Return each line of the records below that contains the string "tennis", copied in full. The match is case-sensitive.

[start PROVIDED DATA]

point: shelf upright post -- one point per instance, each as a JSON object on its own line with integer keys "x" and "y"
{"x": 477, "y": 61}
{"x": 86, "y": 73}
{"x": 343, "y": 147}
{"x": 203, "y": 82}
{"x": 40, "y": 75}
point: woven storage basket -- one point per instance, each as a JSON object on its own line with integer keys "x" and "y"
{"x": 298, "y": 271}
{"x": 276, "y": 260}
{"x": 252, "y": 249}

[end PROVIDED DATA]
[start PROVIDED DATA]

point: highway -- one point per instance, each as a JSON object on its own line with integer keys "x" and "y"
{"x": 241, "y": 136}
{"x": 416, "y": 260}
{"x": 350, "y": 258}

[end PROVIDED DATA]
[start PROVIDED DATA]

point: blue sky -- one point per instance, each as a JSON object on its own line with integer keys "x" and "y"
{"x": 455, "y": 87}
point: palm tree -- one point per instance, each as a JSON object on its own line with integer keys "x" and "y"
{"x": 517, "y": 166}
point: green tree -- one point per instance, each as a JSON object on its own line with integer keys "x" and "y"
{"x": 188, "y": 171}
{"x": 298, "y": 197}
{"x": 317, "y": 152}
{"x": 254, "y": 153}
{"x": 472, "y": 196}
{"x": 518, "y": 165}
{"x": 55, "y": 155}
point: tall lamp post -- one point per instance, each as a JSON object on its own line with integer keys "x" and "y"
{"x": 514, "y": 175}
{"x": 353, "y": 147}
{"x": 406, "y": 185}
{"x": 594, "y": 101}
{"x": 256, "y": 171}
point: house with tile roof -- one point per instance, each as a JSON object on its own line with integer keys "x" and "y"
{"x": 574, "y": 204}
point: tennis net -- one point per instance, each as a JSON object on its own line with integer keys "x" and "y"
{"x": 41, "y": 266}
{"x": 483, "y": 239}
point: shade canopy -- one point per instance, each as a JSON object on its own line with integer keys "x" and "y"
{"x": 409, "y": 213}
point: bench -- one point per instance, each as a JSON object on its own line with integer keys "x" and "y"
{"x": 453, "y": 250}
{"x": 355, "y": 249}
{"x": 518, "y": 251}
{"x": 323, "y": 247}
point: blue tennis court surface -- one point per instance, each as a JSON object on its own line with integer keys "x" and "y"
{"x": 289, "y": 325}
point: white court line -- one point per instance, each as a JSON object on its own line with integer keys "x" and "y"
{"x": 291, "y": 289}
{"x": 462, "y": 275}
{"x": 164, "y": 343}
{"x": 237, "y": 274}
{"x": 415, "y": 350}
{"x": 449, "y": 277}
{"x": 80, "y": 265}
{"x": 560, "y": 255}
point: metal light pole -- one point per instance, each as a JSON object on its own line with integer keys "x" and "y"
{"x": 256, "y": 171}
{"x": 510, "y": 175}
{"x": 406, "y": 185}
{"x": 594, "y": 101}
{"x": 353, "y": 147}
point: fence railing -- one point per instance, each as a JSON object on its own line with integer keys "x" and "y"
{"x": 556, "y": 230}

[end PROVIDED DATA]

ANSWER IN FULL –
point: tennis net -- one point per instance, each as a JSON object on its own line with integer keys "x" and "y"
point: blue tennis court surface -- one point per instance, each as a JSON object on its own line with integer keys "x" and "y"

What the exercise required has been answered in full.